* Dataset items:
Start of Block

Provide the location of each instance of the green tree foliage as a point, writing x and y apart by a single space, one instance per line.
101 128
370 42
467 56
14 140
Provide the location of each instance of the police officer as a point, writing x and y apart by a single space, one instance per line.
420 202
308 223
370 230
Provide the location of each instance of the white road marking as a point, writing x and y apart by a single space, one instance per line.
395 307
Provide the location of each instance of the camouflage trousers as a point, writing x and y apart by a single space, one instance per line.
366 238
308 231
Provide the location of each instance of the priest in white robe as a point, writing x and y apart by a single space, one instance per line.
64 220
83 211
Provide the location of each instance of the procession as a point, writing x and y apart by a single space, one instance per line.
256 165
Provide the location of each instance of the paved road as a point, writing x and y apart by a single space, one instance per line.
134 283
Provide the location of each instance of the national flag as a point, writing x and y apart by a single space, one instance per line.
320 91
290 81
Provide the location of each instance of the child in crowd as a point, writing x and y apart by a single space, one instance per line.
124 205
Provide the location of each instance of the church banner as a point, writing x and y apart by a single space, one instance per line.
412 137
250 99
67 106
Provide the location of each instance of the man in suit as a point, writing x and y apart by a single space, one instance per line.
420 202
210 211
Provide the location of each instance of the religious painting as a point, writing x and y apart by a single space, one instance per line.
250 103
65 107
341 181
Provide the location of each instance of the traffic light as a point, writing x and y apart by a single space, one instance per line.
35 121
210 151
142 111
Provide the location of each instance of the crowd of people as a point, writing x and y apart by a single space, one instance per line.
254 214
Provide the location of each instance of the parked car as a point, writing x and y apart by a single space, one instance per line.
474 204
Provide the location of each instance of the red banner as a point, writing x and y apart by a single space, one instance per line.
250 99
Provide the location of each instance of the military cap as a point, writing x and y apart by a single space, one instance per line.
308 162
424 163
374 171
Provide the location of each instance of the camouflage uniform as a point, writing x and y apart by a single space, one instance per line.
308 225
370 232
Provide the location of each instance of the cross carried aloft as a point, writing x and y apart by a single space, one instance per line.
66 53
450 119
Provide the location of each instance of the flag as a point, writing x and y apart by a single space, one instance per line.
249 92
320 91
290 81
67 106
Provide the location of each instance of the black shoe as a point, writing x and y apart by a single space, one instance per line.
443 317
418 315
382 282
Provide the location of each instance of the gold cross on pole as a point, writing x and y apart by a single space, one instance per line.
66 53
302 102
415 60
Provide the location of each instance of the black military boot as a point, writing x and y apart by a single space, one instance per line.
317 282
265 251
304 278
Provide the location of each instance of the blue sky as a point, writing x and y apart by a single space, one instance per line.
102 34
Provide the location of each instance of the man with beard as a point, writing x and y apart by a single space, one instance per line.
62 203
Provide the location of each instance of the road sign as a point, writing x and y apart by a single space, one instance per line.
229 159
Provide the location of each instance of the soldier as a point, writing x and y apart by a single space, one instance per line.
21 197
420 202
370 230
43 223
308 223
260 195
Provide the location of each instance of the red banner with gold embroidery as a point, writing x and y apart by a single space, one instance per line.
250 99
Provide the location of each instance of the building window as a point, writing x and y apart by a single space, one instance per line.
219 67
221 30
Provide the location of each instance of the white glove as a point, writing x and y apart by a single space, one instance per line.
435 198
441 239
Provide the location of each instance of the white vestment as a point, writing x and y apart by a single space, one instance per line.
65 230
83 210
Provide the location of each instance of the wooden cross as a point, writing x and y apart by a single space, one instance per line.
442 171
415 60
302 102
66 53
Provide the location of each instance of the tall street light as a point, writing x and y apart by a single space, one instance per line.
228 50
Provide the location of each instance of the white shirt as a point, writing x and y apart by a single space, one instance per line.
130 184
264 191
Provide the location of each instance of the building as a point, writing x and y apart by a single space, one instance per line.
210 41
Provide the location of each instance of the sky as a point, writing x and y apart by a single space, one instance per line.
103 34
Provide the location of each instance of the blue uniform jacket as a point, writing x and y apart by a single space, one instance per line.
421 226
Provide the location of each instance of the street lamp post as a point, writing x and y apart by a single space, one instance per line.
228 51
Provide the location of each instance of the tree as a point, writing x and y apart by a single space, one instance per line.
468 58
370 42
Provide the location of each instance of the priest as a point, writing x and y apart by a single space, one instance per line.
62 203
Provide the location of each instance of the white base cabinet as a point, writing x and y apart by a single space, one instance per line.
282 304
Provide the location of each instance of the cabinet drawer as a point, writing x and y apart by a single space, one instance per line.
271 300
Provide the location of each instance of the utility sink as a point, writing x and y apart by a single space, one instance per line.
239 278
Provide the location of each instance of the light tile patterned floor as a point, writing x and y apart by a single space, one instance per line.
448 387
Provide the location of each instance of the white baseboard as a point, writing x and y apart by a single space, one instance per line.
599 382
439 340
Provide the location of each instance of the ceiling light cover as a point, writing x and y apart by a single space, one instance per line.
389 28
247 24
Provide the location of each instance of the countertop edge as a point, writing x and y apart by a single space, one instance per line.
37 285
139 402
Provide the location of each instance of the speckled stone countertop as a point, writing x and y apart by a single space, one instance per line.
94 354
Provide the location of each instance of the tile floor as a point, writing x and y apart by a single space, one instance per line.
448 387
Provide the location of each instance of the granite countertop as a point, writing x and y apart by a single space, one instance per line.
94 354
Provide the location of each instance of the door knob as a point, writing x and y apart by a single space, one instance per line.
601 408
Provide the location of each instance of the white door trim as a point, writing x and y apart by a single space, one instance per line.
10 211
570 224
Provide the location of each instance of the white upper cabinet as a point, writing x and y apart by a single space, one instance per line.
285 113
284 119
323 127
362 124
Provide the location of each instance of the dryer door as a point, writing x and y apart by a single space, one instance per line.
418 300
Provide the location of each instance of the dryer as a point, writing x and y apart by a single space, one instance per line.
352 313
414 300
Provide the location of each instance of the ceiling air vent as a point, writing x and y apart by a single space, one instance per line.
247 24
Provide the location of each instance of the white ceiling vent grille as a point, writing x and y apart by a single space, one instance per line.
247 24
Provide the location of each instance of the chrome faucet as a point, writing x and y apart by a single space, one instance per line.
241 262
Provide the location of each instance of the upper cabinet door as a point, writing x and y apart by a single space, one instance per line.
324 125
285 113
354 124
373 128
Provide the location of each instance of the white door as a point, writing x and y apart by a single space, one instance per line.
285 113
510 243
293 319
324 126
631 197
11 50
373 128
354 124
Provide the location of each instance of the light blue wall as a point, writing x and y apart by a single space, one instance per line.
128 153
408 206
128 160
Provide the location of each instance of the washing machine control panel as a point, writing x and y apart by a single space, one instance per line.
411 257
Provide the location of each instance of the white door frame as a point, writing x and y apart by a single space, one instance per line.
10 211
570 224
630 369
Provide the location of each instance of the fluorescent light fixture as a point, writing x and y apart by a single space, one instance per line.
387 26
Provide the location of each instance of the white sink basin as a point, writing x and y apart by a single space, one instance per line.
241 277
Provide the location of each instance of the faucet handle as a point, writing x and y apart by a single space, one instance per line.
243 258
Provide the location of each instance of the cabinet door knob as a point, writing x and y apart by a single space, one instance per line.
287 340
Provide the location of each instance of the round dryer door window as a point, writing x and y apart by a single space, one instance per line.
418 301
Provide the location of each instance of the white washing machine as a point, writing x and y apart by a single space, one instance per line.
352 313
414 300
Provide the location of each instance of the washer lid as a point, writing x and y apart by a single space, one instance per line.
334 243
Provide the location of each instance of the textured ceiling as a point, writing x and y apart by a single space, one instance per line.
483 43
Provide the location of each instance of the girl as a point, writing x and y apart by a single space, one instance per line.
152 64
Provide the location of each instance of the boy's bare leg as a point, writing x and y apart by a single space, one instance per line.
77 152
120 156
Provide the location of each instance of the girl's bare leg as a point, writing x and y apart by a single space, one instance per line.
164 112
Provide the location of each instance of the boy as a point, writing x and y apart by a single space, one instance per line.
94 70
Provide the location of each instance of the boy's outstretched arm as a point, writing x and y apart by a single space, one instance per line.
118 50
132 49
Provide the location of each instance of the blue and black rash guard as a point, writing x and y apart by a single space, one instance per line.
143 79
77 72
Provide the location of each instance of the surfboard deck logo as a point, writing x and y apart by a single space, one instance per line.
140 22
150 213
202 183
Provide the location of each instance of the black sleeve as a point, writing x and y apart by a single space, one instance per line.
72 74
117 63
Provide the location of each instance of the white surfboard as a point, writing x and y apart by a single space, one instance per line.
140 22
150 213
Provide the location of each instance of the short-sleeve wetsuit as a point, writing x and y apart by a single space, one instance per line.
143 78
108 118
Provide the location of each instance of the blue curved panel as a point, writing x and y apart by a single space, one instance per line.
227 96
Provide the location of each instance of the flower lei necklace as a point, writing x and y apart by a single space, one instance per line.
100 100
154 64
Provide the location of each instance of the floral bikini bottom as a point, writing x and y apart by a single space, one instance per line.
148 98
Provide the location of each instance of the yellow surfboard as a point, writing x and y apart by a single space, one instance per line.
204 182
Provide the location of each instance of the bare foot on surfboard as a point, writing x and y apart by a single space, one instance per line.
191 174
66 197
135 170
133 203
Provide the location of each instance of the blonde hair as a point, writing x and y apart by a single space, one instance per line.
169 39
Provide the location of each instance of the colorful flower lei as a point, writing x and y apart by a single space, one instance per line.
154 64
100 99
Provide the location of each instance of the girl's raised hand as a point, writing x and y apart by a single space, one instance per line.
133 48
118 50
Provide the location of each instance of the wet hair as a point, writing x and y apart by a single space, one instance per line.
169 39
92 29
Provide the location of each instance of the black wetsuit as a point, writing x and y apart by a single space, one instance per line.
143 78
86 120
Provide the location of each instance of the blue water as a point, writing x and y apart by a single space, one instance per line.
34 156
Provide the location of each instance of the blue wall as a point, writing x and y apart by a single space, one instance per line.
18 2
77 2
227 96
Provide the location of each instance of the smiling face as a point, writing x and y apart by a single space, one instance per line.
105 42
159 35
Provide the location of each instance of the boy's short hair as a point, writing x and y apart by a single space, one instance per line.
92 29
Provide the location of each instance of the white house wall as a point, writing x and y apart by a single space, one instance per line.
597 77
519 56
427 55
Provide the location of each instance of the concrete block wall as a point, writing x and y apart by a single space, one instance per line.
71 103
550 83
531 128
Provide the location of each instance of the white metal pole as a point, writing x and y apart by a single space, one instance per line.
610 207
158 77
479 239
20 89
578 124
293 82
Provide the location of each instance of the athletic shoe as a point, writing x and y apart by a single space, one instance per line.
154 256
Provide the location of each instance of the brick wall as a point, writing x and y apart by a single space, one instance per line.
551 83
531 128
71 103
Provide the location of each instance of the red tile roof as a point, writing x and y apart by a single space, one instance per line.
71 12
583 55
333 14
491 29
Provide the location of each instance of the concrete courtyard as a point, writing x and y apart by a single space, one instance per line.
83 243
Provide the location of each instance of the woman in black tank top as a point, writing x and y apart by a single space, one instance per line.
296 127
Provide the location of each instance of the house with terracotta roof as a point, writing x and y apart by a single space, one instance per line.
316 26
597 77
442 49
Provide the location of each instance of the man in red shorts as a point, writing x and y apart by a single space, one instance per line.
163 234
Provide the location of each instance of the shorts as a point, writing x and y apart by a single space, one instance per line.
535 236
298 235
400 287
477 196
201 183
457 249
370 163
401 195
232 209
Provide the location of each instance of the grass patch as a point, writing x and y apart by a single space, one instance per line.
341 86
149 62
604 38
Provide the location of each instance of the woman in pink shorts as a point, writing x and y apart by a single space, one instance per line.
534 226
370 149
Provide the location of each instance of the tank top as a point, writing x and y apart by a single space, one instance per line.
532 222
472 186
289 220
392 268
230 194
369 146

End of Block

* EXERCISE DETAILS:
Beginning with the line that contains "Provide the location of each instance of the tank", restate word for word each line through the last one in the data, and write nothing more.

* SOLUTION:
Provide the location of each instance of the tank top as a point, writing x and y apart by a single space, one instance per line.
532 222
472 186
289 220
392 268
230 194
369 146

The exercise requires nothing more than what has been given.